- Records provided

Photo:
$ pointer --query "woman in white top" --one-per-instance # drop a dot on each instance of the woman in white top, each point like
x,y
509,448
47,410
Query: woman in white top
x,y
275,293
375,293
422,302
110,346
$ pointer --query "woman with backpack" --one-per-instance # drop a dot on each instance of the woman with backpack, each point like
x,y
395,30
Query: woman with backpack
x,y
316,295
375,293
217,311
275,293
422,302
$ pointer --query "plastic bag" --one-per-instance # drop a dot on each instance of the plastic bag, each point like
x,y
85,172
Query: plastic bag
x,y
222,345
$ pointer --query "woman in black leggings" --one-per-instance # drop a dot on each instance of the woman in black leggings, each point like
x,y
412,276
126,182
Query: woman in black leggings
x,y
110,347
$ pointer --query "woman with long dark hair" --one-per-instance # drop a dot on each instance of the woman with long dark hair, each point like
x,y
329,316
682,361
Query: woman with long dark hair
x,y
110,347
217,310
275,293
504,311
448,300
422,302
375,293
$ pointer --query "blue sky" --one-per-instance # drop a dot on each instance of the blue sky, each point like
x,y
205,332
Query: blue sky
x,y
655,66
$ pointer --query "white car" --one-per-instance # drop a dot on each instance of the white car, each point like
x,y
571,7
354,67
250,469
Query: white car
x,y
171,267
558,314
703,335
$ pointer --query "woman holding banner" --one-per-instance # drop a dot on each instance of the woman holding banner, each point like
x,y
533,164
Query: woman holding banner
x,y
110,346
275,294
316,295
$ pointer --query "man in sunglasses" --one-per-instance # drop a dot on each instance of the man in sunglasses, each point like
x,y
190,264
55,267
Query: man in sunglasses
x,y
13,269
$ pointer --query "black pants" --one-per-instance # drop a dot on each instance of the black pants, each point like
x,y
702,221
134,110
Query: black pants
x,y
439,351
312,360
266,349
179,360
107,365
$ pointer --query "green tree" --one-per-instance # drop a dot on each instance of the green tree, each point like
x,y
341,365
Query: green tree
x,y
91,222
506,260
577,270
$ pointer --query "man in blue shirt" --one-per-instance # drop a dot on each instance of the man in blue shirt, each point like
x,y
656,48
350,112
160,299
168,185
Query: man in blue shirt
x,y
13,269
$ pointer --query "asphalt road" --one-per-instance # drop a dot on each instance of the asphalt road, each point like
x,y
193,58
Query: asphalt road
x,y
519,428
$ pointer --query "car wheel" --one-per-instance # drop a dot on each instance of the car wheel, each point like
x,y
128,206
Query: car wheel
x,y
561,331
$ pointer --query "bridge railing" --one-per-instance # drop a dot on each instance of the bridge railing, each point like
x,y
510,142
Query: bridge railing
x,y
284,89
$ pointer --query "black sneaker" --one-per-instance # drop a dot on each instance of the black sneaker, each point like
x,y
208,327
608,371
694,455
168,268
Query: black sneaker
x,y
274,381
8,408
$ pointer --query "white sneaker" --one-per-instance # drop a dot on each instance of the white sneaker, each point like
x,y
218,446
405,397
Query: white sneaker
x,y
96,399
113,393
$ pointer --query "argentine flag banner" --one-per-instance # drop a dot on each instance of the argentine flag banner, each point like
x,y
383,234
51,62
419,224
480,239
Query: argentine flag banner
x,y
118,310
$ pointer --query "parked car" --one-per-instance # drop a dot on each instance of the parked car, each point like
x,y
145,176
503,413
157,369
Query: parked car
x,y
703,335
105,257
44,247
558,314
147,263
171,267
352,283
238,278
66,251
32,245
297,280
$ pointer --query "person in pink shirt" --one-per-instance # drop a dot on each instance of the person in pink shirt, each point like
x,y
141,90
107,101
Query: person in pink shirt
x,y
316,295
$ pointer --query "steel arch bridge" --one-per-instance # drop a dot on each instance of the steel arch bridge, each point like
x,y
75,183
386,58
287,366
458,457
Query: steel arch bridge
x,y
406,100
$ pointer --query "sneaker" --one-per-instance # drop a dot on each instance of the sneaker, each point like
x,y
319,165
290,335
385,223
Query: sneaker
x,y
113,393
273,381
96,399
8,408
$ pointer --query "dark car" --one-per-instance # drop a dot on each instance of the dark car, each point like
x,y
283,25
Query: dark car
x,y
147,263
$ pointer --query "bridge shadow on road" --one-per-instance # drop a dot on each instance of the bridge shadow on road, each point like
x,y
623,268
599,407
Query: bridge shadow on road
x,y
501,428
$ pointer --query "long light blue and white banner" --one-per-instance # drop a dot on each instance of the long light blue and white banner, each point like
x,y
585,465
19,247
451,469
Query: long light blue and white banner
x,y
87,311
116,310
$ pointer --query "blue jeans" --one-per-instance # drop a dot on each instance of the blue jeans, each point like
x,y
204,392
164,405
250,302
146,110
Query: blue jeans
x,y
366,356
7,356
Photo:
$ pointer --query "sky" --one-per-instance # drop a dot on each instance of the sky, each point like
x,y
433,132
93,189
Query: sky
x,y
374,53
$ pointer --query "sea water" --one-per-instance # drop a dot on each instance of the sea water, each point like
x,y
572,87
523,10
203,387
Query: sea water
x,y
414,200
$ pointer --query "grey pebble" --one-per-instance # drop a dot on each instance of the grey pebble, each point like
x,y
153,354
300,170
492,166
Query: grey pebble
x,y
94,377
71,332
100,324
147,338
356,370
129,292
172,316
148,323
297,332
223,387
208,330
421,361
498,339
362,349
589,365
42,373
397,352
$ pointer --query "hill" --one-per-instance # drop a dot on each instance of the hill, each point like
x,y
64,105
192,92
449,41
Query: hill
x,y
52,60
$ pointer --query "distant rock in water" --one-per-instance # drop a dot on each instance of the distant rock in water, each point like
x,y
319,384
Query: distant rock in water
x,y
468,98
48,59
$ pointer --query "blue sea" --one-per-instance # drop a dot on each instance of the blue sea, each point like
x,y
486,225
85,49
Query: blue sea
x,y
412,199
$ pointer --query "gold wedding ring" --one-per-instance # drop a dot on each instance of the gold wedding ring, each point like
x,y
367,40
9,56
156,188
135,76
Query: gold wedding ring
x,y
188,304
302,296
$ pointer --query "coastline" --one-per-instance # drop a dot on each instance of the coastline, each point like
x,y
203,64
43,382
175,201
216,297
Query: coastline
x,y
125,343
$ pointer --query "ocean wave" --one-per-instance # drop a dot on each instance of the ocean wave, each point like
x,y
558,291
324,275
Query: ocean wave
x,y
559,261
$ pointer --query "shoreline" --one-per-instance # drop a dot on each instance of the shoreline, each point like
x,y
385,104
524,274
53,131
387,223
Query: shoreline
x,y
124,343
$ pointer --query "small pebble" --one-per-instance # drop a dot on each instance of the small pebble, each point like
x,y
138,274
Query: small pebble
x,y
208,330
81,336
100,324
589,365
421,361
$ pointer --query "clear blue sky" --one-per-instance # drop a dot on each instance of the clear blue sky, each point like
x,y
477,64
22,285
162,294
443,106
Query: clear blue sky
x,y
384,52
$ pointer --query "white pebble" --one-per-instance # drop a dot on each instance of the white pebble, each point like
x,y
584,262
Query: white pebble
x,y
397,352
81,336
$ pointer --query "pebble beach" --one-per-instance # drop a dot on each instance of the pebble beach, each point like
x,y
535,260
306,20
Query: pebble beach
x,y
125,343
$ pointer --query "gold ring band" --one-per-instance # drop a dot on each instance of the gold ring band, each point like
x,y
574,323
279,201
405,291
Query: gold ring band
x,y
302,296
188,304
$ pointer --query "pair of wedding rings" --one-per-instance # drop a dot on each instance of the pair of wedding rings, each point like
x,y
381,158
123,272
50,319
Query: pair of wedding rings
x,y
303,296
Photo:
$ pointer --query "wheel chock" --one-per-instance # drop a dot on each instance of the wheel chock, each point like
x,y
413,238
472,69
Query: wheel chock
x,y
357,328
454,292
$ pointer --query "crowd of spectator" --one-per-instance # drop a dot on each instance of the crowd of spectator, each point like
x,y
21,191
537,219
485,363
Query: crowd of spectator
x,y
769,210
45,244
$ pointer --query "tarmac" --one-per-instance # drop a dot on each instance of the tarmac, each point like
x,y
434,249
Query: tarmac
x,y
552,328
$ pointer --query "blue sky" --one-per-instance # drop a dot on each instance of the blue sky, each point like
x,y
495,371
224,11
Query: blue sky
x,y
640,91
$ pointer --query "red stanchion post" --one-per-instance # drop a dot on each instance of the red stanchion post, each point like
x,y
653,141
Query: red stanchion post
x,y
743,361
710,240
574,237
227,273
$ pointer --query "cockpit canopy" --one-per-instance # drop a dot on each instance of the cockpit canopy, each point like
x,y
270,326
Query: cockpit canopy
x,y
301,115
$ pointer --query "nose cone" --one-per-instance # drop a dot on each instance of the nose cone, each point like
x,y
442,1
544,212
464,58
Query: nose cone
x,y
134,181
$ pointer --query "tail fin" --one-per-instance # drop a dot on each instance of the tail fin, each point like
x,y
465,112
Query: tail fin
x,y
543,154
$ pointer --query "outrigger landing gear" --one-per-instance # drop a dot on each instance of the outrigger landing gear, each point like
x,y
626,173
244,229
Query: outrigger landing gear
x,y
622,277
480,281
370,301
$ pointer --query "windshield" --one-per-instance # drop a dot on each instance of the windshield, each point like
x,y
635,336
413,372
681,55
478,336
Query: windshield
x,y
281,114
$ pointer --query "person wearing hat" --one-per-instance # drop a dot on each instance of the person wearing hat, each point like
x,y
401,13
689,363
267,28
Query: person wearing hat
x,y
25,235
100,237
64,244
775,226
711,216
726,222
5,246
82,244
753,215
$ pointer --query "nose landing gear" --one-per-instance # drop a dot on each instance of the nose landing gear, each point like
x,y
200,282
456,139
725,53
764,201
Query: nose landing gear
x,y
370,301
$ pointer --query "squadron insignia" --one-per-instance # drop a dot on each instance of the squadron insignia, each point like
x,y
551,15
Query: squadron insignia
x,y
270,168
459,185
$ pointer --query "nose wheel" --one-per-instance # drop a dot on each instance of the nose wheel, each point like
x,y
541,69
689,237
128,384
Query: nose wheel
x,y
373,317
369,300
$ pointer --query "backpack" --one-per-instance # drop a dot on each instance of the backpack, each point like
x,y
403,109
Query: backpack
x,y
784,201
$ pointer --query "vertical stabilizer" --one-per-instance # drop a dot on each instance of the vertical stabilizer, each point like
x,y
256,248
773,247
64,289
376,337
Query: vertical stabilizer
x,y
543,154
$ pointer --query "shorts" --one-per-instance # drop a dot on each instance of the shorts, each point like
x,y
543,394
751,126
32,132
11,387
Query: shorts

- Your task
Would you please copy each line of the listing that contains the word "shorts"?

- Finished task
$ pointer --query "shorts" --one-per-instance # drop a dot on each instance of the shorts, each point like
Query: shorts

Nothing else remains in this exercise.